### PROBLEM REQUIREMENTS
Leave out all images and set down the records exactly as given.

### TASK INPUT
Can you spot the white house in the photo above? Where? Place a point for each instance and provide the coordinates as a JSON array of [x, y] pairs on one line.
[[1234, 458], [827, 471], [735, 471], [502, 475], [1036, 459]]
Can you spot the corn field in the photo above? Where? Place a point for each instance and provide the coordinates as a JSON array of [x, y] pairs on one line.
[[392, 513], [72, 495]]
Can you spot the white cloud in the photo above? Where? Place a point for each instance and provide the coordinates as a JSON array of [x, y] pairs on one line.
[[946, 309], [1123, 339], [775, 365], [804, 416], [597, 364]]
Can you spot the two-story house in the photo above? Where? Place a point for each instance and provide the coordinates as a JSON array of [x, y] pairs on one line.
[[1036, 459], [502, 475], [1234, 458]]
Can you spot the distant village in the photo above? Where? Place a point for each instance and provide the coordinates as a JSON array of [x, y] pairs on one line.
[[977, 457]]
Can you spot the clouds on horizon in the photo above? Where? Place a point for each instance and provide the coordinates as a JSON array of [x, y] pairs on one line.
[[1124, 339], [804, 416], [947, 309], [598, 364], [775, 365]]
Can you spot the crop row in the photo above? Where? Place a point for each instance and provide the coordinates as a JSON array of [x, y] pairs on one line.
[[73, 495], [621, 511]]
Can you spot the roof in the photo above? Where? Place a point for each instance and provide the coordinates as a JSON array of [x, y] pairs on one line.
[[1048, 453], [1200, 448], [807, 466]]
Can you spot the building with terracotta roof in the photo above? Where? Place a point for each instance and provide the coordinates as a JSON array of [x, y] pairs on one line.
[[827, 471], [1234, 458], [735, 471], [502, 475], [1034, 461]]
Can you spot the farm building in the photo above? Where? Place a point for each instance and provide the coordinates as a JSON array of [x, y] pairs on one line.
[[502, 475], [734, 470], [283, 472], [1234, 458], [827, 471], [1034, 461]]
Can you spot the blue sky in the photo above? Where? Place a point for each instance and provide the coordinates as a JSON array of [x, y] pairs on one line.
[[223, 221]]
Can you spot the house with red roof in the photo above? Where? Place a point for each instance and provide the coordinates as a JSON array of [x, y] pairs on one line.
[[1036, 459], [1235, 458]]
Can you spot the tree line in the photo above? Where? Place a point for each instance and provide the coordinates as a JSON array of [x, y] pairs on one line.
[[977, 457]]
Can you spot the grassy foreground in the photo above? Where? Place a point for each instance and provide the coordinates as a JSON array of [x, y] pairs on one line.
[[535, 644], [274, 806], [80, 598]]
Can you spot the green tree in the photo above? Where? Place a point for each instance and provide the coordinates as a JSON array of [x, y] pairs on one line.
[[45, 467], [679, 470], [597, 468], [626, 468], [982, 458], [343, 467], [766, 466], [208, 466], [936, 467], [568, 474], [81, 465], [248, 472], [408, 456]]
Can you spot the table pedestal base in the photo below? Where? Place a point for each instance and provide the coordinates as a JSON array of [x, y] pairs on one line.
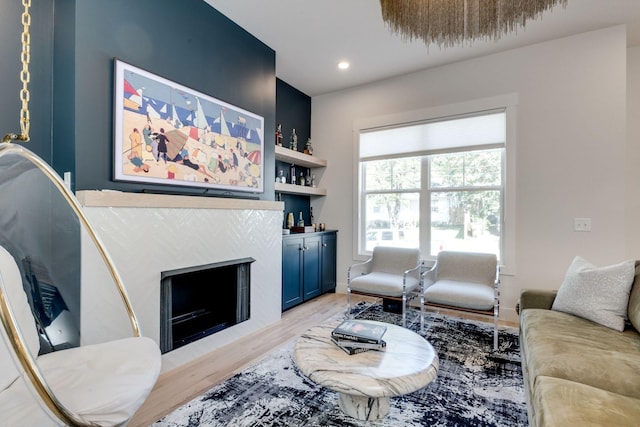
[[364, 408]]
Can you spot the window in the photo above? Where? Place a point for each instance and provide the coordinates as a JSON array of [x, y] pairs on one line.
[[434, 185]]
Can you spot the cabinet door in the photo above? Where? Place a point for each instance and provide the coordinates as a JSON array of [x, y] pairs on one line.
[[311, 269], [291, 272], [328, 261]]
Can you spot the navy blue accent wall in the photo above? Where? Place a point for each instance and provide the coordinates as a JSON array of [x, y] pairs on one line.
[[40, 70], [185, 41], [293, 110]]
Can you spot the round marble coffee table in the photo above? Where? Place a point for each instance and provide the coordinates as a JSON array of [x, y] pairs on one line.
[[366, 381]]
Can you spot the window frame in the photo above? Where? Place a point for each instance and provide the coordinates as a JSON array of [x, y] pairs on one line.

### EXPECTED ANSWER
Can you spot the white house in the photo above? Where? Place a point for each instance and provide the coordinates as a JSON array of [x, y] pairs on one line.
[[1234, 458], [827, 471], [735, 471], [502, 475], [1036, 459]]
Can you spot the corn field in the photo above? Where? Place a point for each instance and provide the coordinates as a JSON array of [x, y] pairs on one line.
[[392, 513], [72, 495]]
Can you spot the white cloud in the photo above? Where? Place a point for each instance and provide the coordinates as a JSON array of [x, y] pairs on one line.
[[946, 309], [1123, 339], [775, 365], [804, 416], [597, 364]]
Can you spot the two-story house in the photo above? Where? Place a point for each instance and provide the coordinates as a JSON array of [x, y] pairs on one line.
[[1036, 459], [502, 475], [1234, 458]]
Can you spot the distant village in the photo above? Where? Place a point for each instance and provide the coordinates as a JSON array of [x, y] pairs on one line.
[[977, 457]]
Can you spot the clouds on horizon in the photo above? Where? Place a point for each instance and provide the coordinates as a JSON array of [x, y] pairs on one line.
[[1124, 339], [804, 416], [947, 309], [598, 364], [775, 365]]
Can you spot the crop row in the photo above? Where? Place a point for each instance and provide the coordinates as a JSON array of [x, y] pairs on one line.
[[73, 495], [621, 511]]
Can you spot the roof in the photo above? Where? Place a point for each instance and provide the coordinates as a JSON array of [x, y] pairs on one line.
[[1048, 453], [1200, 448], [807, 466]]
Can you spot the building with terracotta roof in the photo above? Where? Place a point for each instance and provide the coordinates as a JSON array of [x, y] pairs on one line.
[[827, 471], [1234, 458], [735, 471], [502, 475], [1034, 461]]
Can you spot the farm building in the photo above? Where? Place a point for each instance and provide the coordinates as a JSON array of [x, y] pairs on one line.
[[502, 475], [734, 470], [283, 472], [1234, 458], [827, 471], [1034, 461]]
Can you spot the blue sky in the photo above? Where? Place a point for each instance and provide the coordinates as a JSON array of [x, y] pairs on one line.
[[223, 221]]
Can you spot the house with red roof in the photo above? Where? Place a point for each instance and provide the coordinates as a JSON array of [x, y] pairs on one line.
[[1036, 459], [1235, 458]]
Can you spot the tree line in the photo above? Where? Place a point for each instance and provide the coordinates as a JSON array of [x, y] pairs on one line.
[[977, 457]]
Can you spot the grassy foreground in the photo above? Where? Place a point for each instance and provide the coordinates as a JSON array of [x, y] pairs on one line.
[[535, 644], [274, 806], [80, 598]]
Can you spot the green tree in the photo above? Where? Place a point for each instance and provide the coordinates as a JSON array of [x, y] pairs on one line.
[[45, 467], [679, 470], [597, 468], [626, 468], [982, 458], [343, 467], [766, 466], [208, 466], [936, 467], [568, 474], [81, 465], [248, 472], [408, 456]]
Can you spot the table pedestal base in the photo below? Where? Place a point for each instance and provide the coordinates as a JSON array of [x, y] pairs on one line.
[[364, 408]]
Can you spot the window in the photo above? Where? Place a point for each instance and provide the coordinates as a JSON array of [x, y] pairs on one line.
[[434, 185]]
Can you spot the cabinet door in the photo above? Where? Place a point for each instance and provide the coordinates as a JSON array of [x, y] pairs on one line.
[[311, 269], [291, 272], [328, 261]]
Can you spot the navy blue accent wall in the photo above? Where? Place a point for each instance and provide the coordinates as a JSON array of [x, y] pairs on one line.
[[40, 70], [185, 41], [293, 110]]
Can you spot the round marble coffee table in the photo above? Where? Place a point for each instance and provide the coordinates as a JSON array of [x, y] pairs on one line.
[[366, 381]]
Can you spot the window frame in the photo above? Where? Place a point for each instance and provide the coordinates as a JSON array of [x, y] pairs on one line.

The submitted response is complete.